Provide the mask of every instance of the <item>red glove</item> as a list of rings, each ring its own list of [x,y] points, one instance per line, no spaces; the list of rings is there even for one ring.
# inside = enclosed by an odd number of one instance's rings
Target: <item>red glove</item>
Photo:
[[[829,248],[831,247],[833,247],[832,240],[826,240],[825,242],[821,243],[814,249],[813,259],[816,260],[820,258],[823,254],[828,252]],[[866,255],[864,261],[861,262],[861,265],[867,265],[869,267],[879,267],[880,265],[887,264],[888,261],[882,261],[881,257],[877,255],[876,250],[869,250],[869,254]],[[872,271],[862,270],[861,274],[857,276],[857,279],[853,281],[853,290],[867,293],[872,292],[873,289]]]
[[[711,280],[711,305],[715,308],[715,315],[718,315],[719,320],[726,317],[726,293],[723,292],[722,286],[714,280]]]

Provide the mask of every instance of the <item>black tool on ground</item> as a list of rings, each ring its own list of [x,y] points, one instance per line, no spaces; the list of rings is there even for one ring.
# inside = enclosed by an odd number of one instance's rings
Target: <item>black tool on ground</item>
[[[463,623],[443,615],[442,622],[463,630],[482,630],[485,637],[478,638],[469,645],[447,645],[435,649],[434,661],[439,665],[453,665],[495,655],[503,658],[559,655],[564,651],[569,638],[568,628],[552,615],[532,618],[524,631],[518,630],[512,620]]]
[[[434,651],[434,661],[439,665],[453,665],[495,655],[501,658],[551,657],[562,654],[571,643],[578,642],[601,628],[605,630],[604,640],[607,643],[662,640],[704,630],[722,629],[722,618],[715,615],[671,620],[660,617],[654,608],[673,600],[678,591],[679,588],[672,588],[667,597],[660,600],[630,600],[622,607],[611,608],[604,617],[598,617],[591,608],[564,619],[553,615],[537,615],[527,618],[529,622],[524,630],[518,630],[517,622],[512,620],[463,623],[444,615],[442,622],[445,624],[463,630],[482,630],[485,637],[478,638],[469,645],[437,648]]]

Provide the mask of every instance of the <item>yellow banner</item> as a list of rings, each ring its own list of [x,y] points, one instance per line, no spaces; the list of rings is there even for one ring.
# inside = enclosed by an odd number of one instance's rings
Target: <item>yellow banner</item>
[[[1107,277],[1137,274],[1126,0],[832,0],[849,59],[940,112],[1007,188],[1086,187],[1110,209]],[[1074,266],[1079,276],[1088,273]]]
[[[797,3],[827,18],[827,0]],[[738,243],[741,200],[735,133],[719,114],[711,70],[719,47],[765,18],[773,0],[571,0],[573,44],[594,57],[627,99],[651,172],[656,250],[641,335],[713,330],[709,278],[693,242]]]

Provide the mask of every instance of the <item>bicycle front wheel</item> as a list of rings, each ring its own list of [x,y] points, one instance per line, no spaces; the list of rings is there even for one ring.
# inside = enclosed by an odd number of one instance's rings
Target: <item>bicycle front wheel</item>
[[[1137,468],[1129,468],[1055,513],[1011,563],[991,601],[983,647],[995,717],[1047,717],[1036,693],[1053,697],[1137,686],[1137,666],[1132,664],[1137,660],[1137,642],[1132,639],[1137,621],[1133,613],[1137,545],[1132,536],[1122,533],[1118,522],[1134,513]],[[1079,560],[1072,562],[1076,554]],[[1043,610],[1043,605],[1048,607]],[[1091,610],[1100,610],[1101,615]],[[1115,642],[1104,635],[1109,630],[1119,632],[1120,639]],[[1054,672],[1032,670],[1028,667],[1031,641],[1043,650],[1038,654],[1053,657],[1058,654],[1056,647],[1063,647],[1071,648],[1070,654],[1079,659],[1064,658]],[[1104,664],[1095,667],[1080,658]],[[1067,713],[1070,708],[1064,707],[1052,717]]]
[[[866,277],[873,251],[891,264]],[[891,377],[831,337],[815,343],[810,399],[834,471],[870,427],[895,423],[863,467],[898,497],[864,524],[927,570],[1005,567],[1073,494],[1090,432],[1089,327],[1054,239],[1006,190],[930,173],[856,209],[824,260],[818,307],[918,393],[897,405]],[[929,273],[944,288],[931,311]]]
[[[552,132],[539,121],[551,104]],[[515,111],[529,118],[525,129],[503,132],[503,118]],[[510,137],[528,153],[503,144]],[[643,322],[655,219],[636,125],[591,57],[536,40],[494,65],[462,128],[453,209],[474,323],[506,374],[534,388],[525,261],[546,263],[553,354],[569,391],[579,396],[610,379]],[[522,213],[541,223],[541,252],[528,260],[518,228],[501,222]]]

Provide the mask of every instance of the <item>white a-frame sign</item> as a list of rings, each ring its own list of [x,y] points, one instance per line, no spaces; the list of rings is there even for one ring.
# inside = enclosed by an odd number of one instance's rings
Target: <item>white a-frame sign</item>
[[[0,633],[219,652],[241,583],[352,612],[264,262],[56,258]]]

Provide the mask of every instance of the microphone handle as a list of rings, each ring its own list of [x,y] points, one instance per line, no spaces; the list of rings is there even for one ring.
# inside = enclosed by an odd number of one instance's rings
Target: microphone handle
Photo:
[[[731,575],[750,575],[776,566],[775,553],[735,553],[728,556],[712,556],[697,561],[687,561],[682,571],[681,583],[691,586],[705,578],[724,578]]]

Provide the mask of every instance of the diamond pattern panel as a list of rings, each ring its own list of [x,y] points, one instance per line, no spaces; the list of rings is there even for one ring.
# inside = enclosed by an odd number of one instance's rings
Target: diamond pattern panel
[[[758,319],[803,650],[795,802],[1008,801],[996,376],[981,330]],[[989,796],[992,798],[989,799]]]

- - -

* _WORK TASK_: With the data above as the source, tally the lines that include the string "glove", and give that figure alone.

* _OUTPUT_: 2